##### Records supplied

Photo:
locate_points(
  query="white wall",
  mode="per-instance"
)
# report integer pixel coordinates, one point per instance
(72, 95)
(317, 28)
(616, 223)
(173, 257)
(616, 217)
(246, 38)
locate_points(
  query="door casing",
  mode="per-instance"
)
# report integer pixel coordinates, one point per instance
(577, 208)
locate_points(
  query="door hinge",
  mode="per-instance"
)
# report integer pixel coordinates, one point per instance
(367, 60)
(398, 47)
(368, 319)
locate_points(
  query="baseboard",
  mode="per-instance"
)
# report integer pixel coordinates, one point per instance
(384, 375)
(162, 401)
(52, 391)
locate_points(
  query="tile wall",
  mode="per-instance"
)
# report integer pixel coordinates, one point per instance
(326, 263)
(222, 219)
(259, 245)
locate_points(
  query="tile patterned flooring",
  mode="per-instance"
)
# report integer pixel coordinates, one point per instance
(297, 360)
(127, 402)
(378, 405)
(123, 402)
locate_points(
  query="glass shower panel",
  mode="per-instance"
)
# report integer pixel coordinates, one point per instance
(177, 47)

##########

**Task goal**:
Type out the entries again, word for word.

**Result below**:
Photo:
locate_points(
  query="white wall",
  mode="per-instance"
)
# report integer pixel coordinates, one point per instance
(72, 95)
(317, 28)
(616, 223)
(173, 257)
(616, 217)
(246, 38)
locate_points(
  query="door casing",
  mode="per-instance"
)
# report integer pixel coordinates, one point per instance
(577, 208)
locate_points(
  query="door hinge",
  mode="per-instance"
)
# report integer pixel coordinates, one point per instance
(367, 60)
(398, 47)
(368, 319)
locate_points(
  query="baseboard",
  mode="per-instance"
)
# report integer pixel coordinates, one point per instance
(384, 375)
(162, 401)
(52, 391)
locate_points(
  query="tile wall",
  mode="per-instance"
)
# report integer pixel coordinates, one point per instance
(326, 263)
(222, 219)
(259, 245)
locate_points(
  query="tile patterned flooring",
  mode="per-instance"
)
# report integer pixel coordinates, one point per instance
(297, 360)
(127, 402)
(378, 405)
(123, 402)
locate_points(
  query="glass shower panel",
  mode="per-instance"
)
# report integer pixel coordinates, one point per instance
(177, 47)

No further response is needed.